(課題の目的)
提示文では、p53RDL1がp53依存性のアポトーシス誘導の重要なmediatorであると推測されている。その根拠を提示文に沿って1〜3文で説明せよ。
══ 提示文 ══
1.変異型p53遺伝子を有する脳腫瘍の細胞株であるU373MGに、正常型p53遺伝子を組み込んだアデノウイルスベクター(Ad-p53)と、対照群としてLacZ遺伝子を組み込んだアデノウイルスベクター(Ad-LacZ)を感染させ、時系列でRNAを回収、これらを標識化してプローブとして利用し、cDNAマイクロアレイ解析を行った。その結果、コントロールと比較してAd-p53を感染させた系でmRNAの顕著な発現誘導が見られた遺伝子群をp53標的遺伝子の候補として選別し、それらの遺伝子についてRT-PCRを施行することにより、cDNAマイクロアレイの結果を確認した。本研究ではその中のひとつであるp53RDL1(p53-regulated receptor for death and life)を新規p53標的遺伝子として単離した。

2.ESTの配列をもとにcDNAライブラリースクリーニングを行い、mRNAの全長および全アミノ酸配列を決定した。その結果、p53RDL1は、C末側にdeathドメインを有する1回膜貫通型タンパク質をコードし、軸索誘導および神経系アポトーシスに重要な働きを持つラットのUnc5H2と高い相同性(アミノ酸配列で92%が一致)を有していることがわかった。

3.イントロン1に存在するp53結合候補配列にp53タンパク質が結合し、reporter assayによりp53依存性に発現が誘導されることが明らかとなり、p53の直接の標的遺伝子あることが証明された。

4.アンチセンスオリゴによりp53RDL1の発現を抑制すると、p53依存性のアポトーシスが抑制され、p53RDL1はp53依存性のアポトーシス誘導の重要なmediatorであることが推測された。
═══
══ 提供データ ══
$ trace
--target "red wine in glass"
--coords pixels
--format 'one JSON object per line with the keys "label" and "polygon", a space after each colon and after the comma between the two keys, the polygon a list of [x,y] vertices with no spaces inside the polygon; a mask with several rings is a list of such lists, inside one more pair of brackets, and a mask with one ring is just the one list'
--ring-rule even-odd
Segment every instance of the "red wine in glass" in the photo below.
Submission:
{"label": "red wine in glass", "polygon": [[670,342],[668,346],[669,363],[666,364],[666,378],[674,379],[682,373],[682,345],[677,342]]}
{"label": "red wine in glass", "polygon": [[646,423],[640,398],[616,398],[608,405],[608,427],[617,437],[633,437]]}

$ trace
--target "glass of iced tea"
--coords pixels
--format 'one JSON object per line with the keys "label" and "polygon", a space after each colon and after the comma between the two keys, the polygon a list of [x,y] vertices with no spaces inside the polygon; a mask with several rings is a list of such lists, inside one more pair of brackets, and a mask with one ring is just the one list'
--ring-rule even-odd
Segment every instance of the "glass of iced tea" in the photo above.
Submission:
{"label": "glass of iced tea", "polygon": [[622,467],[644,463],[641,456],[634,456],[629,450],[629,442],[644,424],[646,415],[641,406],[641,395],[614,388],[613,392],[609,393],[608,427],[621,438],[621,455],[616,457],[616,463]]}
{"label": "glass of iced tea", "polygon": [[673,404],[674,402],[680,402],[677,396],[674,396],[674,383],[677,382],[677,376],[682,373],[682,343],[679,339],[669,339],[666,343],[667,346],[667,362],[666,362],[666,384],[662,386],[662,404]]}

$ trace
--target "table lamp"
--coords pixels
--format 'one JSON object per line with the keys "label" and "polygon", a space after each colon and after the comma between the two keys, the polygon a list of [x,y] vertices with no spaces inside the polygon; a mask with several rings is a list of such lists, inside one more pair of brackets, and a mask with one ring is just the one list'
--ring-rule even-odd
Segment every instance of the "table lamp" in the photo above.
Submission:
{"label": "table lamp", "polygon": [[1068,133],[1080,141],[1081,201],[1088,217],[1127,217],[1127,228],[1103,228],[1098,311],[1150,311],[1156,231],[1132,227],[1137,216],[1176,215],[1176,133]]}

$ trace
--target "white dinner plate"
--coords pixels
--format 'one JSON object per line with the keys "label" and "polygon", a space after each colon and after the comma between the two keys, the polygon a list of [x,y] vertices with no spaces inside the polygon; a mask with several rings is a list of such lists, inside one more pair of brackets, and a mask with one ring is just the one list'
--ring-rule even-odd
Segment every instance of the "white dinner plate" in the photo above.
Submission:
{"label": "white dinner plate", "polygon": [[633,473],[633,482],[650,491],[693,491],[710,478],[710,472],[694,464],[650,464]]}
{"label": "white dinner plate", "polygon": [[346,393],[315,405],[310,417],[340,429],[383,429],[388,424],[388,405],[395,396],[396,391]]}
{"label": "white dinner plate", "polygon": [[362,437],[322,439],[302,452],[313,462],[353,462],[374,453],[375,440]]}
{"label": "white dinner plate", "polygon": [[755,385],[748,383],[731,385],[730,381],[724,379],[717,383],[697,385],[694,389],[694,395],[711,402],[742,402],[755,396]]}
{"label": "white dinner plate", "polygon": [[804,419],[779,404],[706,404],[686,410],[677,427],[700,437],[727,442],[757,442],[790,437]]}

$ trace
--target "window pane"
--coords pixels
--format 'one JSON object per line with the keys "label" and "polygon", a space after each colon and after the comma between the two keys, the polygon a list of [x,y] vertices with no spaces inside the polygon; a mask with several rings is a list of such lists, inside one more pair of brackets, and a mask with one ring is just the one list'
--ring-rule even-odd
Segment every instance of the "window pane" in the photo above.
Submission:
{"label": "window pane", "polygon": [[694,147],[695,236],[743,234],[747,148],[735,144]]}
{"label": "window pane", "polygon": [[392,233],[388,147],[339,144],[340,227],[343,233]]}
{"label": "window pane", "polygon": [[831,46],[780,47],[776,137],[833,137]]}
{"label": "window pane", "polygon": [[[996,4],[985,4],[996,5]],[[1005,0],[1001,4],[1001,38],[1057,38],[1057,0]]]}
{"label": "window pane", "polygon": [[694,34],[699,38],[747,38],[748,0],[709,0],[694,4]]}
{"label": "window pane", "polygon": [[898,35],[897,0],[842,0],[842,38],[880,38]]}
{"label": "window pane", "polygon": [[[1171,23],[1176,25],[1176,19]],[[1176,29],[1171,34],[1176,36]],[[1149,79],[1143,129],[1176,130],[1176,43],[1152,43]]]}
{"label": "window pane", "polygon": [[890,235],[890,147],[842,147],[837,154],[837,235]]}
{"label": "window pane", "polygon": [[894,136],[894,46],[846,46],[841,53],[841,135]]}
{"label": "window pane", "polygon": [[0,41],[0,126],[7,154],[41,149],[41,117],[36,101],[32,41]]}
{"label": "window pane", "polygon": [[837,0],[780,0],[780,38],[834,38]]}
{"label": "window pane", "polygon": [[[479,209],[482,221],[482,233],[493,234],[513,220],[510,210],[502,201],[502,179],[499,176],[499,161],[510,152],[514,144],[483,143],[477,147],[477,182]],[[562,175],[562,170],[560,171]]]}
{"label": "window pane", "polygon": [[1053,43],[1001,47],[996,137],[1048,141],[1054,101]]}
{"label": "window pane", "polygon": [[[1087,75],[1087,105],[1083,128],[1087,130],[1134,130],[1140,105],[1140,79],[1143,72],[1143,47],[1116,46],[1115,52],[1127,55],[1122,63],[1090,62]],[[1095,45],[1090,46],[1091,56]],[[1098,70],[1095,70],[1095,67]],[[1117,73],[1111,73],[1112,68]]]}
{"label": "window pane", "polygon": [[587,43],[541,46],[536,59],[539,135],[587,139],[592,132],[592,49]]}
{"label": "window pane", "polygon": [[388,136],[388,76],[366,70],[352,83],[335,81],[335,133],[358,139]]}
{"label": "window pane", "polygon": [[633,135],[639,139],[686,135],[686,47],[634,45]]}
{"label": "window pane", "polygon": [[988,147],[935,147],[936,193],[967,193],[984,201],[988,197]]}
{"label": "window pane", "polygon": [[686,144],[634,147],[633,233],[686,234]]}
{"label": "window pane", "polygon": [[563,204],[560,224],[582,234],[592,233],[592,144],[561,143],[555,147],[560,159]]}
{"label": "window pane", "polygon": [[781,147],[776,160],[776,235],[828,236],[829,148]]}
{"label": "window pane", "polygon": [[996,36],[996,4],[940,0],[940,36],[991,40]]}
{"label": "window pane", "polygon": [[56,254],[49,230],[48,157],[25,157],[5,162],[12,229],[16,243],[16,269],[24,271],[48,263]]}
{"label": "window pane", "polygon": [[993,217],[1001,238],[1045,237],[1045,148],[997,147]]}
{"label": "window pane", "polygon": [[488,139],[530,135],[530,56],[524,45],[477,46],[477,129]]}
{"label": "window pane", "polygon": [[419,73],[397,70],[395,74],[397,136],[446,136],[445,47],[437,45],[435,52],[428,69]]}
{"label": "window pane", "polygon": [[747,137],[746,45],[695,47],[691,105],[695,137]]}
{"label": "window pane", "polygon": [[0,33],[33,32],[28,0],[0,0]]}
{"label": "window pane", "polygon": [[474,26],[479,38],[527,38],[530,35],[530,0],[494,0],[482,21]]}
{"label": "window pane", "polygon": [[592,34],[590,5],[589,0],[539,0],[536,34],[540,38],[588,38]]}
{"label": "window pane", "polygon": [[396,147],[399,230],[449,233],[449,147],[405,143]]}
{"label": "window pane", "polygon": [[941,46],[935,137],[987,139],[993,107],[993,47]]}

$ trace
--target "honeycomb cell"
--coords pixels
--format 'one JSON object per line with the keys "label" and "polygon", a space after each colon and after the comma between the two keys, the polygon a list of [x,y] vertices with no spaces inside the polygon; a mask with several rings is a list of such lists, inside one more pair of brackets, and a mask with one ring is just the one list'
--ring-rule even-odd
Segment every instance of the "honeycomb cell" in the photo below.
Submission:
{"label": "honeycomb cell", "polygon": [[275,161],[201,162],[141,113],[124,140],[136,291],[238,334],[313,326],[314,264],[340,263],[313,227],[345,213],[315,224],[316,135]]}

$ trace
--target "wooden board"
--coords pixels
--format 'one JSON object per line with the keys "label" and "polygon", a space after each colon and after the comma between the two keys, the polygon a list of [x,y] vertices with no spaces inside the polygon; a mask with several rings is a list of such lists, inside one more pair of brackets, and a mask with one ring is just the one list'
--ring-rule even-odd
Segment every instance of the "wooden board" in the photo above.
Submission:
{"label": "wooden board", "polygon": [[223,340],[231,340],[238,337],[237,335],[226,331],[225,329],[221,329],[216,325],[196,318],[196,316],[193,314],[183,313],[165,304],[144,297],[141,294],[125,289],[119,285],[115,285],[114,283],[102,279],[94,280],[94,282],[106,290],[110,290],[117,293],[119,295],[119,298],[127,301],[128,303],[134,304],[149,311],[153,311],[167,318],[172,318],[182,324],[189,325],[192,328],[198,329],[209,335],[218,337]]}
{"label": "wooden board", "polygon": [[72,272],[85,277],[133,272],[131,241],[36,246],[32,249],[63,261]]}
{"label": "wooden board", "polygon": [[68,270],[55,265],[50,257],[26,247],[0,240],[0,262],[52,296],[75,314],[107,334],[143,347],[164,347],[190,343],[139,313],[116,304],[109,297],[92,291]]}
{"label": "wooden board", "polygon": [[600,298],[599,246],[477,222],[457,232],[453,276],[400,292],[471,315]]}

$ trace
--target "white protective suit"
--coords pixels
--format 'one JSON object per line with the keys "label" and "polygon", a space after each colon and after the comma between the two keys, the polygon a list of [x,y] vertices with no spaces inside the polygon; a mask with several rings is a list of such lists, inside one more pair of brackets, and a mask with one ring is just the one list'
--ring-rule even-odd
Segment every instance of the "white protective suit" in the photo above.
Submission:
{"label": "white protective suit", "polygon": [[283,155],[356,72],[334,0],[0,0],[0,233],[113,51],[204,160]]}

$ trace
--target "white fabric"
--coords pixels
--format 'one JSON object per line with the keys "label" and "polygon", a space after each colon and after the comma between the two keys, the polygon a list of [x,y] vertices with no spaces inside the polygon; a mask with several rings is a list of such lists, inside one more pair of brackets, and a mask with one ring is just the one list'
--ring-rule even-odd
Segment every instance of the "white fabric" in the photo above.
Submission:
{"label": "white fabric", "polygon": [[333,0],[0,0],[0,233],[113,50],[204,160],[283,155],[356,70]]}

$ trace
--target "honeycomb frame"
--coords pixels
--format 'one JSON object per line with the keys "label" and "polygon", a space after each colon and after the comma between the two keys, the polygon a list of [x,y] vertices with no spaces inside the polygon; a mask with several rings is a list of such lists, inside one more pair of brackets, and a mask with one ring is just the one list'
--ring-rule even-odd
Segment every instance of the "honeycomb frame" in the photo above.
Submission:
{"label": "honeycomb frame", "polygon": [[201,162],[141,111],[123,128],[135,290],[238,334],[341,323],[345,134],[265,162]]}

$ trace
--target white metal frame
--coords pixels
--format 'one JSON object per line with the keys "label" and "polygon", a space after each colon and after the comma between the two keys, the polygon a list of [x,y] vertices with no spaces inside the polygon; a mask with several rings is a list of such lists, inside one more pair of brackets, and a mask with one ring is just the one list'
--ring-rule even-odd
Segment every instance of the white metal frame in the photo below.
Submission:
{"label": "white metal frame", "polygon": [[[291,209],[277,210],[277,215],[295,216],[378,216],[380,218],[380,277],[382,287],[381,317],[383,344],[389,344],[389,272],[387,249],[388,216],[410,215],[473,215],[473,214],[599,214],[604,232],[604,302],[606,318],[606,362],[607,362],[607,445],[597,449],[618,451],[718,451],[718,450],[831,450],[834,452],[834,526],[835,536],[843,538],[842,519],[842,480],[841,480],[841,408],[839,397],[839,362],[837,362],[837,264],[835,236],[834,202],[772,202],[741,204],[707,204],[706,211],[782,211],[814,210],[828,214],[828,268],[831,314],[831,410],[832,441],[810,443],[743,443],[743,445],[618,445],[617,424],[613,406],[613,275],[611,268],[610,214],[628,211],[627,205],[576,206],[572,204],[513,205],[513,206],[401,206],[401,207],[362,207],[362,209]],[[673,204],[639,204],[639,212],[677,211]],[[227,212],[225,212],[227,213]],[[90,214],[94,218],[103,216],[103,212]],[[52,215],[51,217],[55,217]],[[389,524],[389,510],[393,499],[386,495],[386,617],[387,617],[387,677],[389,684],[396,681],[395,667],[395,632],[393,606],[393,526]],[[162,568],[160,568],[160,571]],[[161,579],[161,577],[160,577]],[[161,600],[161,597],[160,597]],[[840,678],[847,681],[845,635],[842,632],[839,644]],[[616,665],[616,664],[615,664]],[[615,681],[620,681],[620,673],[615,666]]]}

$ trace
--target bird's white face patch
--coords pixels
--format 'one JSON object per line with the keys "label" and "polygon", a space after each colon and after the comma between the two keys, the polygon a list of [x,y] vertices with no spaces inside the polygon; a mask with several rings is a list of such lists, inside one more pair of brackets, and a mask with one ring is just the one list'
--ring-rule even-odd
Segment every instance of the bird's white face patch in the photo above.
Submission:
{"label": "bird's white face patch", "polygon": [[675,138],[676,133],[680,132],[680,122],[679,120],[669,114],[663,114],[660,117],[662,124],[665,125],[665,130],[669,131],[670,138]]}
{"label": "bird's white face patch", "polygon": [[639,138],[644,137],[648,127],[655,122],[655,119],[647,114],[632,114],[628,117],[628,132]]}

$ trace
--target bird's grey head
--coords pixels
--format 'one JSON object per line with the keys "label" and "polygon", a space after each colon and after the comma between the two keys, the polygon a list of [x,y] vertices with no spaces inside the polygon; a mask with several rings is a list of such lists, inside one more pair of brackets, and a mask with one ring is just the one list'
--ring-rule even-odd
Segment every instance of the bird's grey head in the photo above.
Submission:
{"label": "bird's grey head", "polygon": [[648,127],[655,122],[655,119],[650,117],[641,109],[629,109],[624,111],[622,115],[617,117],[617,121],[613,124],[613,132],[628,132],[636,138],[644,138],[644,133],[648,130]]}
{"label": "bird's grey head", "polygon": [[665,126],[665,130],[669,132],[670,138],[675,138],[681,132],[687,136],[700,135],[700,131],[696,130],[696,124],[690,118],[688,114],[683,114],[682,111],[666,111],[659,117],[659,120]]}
═══
(課題の出力)
アンチセンスオリゴでp53RDL1の発現を抑えたところ、p53依存性のアポトーシスが抑制されたからである。